Easter bank holiday weekend (March/April 2018)

With the many joys that come with a four day weekend, we found some time to spend out in the garden – when we weren’t eating copious amounts of chocolate, of course! It was a shame the rain had to be so persistent – but keeping you dry is one of the many things greenhouses are great for!

This time of year is the busiest in terms of sowing and growing on seedlings ahead of being planted outside once it hopefully, eventually warms up a bit! It is important to plan ahead to some extent at this time of year, to make sure you’ve got crops to harvest during the summer and autumn months.

Therefore, most of the things we got involved in this weekend revolved around sowing and growing on.

A good starting point when it comes to sowing seeds is that we very rarely sow anything straight into the ground. Although possible to succeed in this way, we find that it is often more rewarding (and uses far less seed) if you first sow the seeds into a cell, pot or seed tray. This gives the seeds (and later seedlings) the best chance in life you can give them – by waiting until they are strong and stable before planting out into the soil or their final growing spot.


Beetroot are a great vegetable to grow, especially if you are just getting to grips with growing veg. They taste great in salads or roasted, and are very easy to growย  as they need very little attention, they are ideal for those of us that don’t have as much time!

Provided records
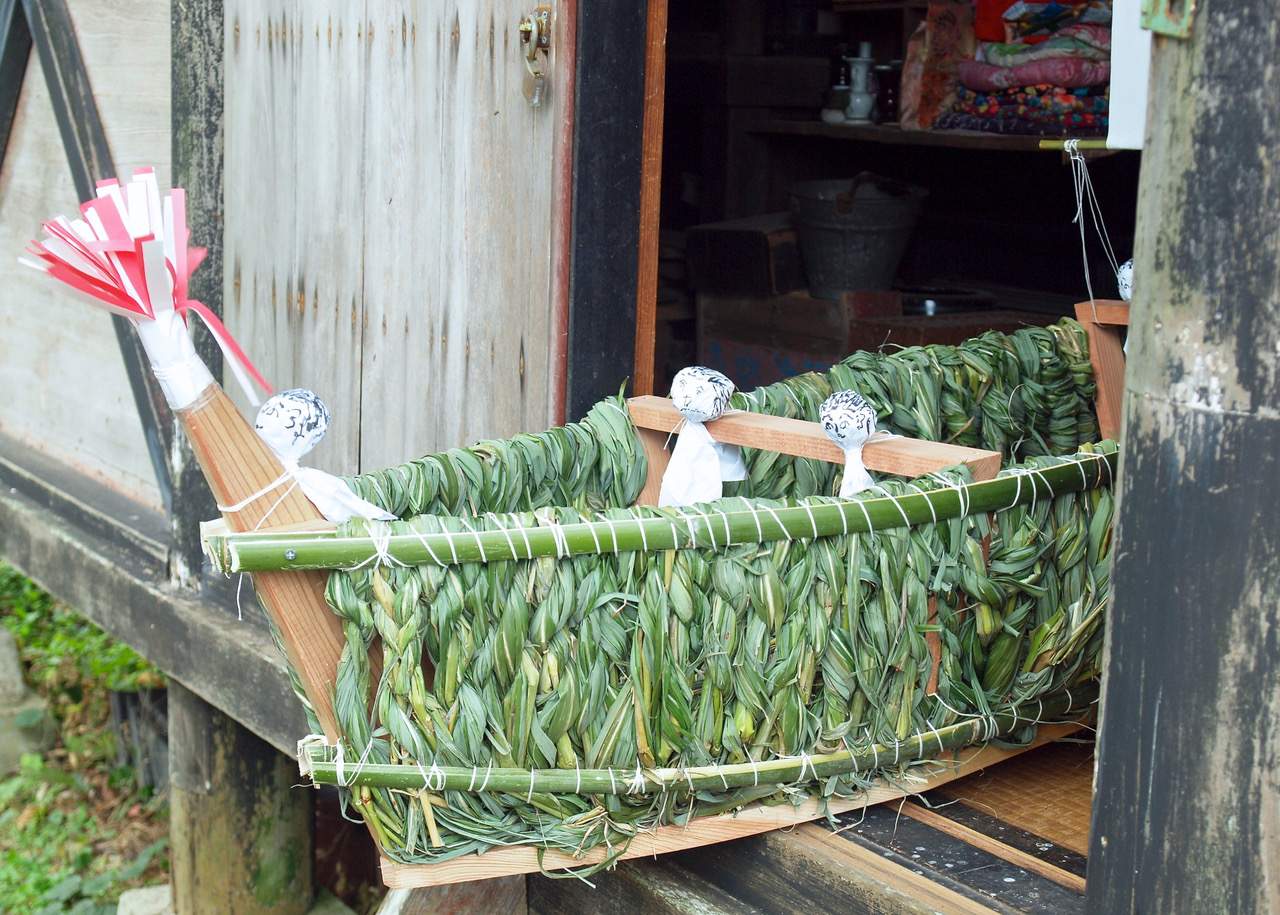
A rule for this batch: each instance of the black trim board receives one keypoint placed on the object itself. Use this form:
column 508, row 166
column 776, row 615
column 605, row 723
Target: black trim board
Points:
column 604, row 236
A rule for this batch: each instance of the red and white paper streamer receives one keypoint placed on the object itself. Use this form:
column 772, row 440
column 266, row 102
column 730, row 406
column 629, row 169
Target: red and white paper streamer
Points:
column 128, row 254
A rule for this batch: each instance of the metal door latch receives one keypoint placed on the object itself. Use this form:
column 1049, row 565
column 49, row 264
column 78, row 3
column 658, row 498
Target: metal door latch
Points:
column 535, row 31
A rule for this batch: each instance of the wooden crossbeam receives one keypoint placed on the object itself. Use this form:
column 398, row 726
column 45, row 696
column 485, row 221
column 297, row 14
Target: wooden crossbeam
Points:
column 657, row 417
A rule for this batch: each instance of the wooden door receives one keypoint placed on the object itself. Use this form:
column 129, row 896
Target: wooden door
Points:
column 396, row 216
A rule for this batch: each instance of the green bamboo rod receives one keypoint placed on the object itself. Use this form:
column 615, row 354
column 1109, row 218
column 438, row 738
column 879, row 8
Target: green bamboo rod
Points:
column 320, row 762
column 1080, row 143
column 401, row 543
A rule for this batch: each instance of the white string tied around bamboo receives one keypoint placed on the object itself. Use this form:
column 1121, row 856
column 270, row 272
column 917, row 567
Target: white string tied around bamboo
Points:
column 699, row 465
column 1086, row 196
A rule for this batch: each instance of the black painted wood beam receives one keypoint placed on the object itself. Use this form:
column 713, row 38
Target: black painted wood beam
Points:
column 1187, row 805
column 14, row 53
column 608, row 123
column 90, row 159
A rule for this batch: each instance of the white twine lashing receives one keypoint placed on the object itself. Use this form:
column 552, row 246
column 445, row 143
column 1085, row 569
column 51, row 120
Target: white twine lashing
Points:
column 896, row 503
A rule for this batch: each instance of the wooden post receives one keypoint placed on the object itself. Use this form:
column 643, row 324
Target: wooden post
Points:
column 1187, row 808
column 241, row 836
column 650, row 195
column 197, row 87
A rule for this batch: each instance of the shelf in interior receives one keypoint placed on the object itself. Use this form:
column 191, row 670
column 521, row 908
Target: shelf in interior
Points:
column 891, row 133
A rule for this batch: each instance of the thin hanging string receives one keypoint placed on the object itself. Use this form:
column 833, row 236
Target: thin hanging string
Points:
column 1084, row 192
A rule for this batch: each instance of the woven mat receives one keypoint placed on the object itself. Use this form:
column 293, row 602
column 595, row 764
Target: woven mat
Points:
column 1046, row 791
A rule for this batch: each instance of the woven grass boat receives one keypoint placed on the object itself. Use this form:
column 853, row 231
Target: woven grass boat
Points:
column 531, row 659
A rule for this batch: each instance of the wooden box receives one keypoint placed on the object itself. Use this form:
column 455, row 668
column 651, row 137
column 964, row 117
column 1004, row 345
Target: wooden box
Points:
column 753, row 256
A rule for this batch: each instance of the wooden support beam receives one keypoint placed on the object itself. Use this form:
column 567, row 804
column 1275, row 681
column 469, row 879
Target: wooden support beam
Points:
column 908, row 457
column 14, row 54
column 1102, row 321
column 196, row 108
column 240, row 469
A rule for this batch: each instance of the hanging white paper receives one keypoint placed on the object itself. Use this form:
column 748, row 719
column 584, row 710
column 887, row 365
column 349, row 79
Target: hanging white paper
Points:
column 849, row 421
column 1130, row 69
column 699, row 465
column 292, row 422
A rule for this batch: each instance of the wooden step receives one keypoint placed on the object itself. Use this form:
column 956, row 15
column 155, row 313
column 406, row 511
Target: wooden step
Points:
column 635, row 887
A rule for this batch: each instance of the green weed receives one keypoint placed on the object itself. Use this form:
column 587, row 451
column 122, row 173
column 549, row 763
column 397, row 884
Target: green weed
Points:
column 74, row 828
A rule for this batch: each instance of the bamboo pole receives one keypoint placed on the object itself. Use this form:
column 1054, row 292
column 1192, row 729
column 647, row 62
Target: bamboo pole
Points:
column 406, row 543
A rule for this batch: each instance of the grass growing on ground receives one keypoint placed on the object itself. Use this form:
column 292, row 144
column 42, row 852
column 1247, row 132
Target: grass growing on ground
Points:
column 76, row 831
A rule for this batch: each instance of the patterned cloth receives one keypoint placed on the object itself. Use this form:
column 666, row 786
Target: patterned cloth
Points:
column 1088, row 42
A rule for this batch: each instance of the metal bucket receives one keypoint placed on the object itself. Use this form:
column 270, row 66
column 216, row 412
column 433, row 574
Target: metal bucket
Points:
column 853, row 233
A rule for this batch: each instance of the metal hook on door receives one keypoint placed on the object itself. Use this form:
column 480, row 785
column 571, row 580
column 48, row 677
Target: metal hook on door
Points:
column 535, row 31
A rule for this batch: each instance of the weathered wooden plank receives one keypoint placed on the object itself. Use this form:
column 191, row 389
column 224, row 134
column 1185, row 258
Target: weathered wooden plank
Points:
column 996, row 847
column 196, row 104
column 499, row 896
column 650, row 195
column 14, row 51
column 458, row 228
column 60, row 370
column 85, row 145
column 1102, row 323
column 607, row 138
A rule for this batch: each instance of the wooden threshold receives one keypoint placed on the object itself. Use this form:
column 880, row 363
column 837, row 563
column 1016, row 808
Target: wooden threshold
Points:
column 705, row 831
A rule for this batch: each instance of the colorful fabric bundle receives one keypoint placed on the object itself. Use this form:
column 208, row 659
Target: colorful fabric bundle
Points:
column 1013, row 127
column 1040, row 104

To be done
Answer these from the Easter weekend gardening text:
(a) What kept falling persistently over the weekend?
(b) Besides being more rewarding, what advantage does the text give for sowing seeds into a pot or seed tray first?
(c) In what two ways does the text say beetroot taste great?

Reply
(a) The rain.
(b) It uses far less seed.
(c) In salads or roasted.